# Problem description:
Only the lines from the one containing "find | woman in black dress" through the end of the data below should be copied, each exactly as written and with both ends kept.

# Data supplied:
====================
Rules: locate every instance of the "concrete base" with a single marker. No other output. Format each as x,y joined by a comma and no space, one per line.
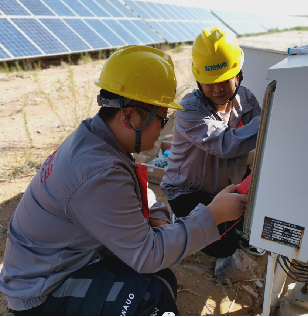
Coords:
294,302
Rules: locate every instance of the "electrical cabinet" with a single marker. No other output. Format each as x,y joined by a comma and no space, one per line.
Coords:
277,212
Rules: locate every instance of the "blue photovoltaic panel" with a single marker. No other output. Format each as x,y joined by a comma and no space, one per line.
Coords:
125,11
183,28
162,30
183,14
4,54
106,33
12,7
59,8
40,36
36,7
138,10
67,36
78,8
194,28
150,9
150,32
122,32
144,39
178,14
87,33
96,9
172,15
110,8
172,26
15,42
240,23
159,10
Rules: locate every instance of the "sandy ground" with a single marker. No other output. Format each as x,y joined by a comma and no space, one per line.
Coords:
39,109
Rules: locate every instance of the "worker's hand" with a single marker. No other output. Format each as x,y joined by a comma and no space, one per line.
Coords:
154,222
227,205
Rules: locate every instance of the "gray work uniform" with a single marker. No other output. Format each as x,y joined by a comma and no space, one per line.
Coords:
207,154
85,198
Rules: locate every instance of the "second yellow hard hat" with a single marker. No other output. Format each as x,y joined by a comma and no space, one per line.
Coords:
216,56
140,73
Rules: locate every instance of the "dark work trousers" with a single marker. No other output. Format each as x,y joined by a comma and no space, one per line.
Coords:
182,205
110,288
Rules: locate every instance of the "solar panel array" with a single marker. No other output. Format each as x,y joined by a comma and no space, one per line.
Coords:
174,23
34,28
245,23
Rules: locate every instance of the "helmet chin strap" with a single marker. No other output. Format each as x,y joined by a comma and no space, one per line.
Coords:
138,130
210,102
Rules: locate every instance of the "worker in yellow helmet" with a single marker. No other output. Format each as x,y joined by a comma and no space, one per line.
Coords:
213,134
88,237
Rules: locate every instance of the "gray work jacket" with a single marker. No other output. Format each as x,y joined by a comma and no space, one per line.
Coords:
207,154
85,198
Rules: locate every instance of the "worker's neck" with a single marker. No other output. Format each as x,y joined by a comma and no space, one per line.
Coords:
123,135
224,108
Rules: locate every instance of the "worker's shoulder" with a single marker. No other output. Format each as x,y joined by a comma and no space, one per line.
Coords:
247,96
192,100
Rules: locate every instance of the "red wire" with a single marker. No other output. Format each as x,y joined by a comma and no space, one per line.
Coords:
232,226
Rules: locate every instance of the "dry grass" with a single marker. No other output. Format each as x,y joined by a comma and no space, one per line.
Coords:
68,102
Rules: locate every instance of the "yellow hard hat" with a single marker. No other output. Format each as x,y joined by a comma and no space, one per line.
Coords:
216,56
140,73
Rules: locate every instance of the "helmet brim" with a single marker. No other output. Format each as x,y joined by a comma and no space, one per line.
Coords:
206,79
171,104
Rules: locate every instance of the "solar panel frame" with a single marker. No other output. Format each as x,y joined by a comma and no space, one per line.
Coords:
162,31
151,33
239,22
87,33
95,8
108,34
179,14
146,13
151,10
12,7
183,12
47,42
79,8
59,8
110,8
123,8
37,7
143,37
15,42
4,55
125,34
66,35
162,13
137,9
183,30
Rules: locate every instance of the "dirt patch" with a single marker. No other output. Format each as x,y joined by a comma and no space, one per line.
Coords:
39,109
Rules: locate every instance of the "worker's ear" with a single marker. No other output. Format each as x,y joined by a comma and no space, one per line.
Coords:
237,78
126,116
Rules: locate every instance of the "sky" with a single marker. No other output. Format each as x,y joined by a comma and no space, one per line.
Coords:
294,7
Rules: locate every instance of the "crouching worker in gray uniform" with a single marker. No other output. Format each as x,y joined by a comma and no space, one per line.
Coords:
213,135
86,239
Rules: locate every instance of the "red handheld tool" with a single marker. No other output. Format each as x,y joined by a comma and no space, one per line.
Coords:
242,188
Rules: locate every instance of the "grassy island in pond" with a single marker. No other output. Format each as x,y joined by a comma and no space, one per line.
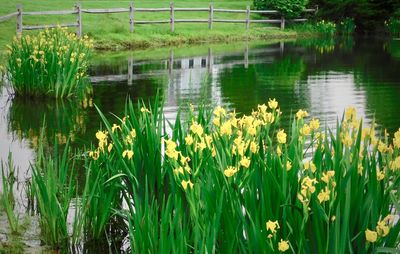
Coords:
111,31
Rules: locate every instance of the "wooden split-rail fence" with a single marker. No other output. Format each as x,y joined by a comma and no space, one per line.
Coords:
132,10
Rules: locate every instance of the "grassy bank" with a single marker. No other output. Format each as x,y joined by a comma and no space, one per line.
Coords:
111,31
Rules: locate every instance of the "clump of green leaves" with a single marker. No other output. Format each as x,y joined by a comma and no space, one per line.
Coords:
53,63
289,8
8,180
53,187
218,181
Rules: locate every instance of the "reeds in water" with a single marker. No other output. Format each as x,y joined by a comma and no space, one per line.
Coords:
52,64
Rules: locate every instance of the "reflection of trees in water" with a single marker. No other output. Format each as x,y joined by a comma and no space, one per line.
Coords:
246,88
62,119
393,48
375,72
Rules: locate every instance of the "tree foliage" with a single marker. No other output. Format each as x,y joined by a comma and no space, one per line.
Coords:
368,15
289,8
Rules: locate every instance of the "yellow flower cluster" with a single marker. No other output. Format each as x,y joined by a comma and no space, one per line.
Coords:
307,189
52,47
126,134
272,227
382,229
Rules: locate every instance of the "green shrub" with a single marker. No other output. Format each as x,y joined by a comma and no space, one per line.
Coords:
346,26
53,63
289,8
393,26
326,28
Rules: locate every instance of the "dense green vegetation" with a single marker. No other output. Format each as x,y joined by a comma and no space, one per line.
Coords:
219,182
111,31
53,64
368,15
289,8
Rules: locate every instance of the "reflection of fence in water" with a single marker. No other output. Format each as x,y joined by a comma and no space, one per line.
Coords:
175,66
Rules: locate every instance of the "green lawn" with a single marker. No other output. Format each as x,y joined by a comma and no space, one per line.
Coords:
111,31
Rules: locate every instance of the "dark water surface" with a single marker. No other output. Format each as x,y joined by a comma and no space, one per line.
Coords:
321,76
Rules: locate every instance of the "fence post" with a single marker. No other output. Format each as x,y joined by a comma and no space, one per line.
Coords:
246,56
130,70
131,17
247,17
78,19
209,60
171,61
172,14
19,20
210,16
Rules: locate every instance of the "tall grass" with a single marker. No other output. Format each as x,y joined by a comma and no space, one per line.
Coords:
53,63
220,182
53,187
214,181
8,180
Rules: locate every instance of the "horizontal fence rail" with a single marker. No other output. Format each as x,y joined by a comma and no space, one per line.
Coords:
77,11
8,16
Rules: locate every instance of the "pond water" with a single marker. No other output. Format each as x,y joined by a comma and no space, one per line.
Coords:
320,76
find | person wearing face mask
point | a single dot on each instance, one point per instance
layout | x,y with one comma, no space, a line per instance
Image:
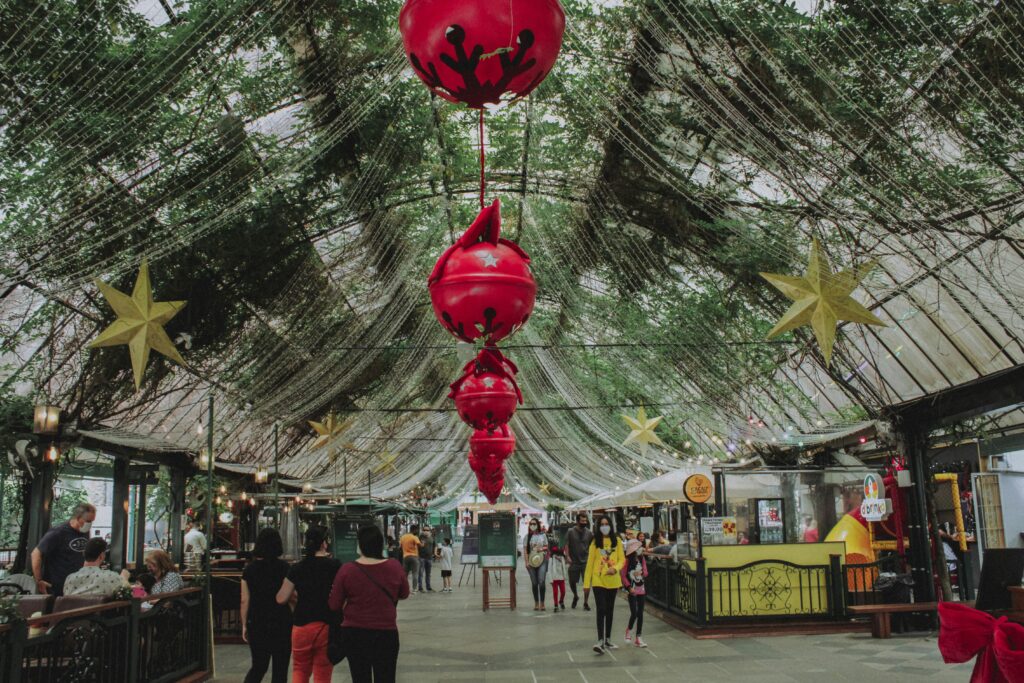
604,562
535,552
61,550
578,542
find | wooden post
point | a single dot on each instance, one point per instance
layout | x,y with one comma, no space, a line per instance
119,515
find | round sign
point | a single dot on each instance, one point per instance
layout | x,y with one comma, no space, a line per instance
697,488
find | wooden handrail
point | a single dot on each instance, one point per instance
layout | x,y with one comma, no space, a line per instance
76,613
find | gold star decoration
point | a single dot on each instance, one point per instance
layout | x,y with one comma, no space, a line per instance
642,429
821,298
387,462
327,431
140,323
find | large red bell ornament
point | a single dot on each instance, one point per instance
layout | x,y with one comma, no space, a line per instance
481,286
481,51
498,443
486,394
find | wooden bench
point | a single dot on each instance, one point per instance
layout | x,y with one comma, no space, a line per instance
882,614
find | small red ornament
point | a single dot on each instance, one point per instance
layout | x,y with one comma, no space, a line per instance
486,394
481,286
481,51
498,443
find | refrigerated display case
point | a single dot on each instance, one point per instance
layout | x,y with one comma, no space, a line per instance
767,520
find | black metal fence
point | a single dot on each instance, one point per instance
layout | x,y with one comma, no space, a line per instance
765,590
116,642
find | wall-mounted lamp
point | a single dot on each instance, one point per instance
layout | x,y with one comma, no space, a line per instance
46,419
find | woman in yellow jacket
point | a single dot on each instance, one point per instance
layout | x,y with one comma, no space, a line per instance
604,562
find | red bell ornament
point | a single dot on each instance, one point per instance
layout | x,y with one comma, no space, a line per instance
481,286
481,51
486,394
498,443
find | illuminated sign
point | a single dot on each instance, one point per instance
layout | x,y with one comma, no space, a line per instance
876,506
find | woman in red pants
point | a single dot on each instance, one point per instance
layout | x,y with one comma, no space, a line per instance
310,581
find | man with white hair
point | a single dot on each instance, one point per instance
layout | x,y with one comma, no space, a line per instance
60,551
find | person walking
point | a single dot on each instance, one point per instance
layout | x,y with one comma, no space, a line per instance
266,626
162,567
578,542
367,593
59,551
446,554
535,554
557,571
426,559
92,579
634,575
310,580
604,562
411,555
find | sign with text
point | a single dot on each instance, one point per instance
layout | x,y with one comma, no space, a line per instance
697,488
470,545
498,540
876,507
718,530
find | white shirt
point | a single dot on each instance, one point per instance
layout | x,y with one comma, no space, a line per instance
93,581
446,554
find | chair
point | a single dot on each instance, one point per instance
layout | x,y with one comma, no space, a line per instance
30,604
22,581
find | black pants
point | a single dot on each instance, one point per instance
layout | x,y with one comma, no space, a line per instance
262,649
605,603
636,611
373,654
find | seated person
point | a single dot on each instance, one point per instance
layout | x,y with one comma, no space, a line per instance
92,579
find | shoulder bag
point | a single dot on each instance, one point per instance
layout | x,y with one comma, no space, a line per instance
337,647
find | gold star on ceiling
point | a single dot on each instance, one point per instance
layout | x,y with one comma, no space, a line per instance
642,429
140,323
387,462
328,430
821,298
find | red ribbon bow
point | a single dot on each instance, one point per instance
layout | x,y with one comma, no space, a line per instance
998,643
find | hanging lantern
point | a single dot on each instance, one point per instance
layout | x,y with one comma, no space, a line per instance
500,443
481,52
481,287
485,395
46,419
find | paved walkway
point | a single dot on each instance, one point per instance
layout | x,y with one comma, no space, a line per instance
446,638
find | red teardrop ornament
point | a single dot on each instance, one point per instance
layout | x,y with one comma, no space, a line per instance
486,394
481,51
481,286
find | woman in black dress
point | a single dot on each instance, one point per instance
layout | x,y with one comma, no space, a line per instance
266,626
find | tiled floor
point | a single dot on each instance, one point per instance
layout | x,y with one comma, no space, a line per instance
448,637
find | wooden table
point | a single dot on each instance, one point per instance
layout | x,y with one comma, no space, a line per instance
488,601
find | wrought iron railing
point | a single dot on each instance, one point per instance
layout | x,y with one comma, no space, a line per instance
770,589
763,590
114,642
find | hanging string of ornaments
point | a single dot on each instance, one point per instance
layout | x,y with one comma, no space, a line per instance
483,54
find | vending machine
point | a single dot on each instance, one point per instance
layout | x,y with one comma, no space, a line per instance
767,519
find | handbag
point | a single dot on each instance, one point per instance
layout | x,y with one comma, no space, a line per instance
337,644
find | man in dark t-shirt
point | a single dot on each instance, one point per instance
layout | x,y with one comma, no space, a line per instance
60,551
578,542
====================
# Output of the task:
find | woman in black dress
point | a single dot on each instance, one point per instance
layout | x,y with one comma, no space, a line per instance
266,626
find | tiled floor
point | a single dot on each instance, one point per instance
layout | x,y with one comma, no space, a line per instance
448,637
find | wooden table
point | a single dot on each instance, one point per instance
layout | x,y with one comma, no space, a line per instance
488,601
find | wrought iron railing
point | a single dot on each instance, one point per instance
layout | x,y with one comma, no space, a line per instance
770,589
763,590
114,642
find | hanging string of ornaments
point | a single dot on each instance, one point per instance
layout | x,y with one comma, no space, a line per instance
483,54
find | vending machine
point | a single dot on each instance, one point per instance
layout | x,y with one comma, no space, a line per instance
767,519
find | handbag
point | a single dot on each instance, one point per instance
layout | x,y with one comma, no space, a line per instance
337,644
find | man in dark t-shirt
point | a single dot on each instance, one point per instance
layout | x,y with one comma, no space, a line per instance
60,551
578,542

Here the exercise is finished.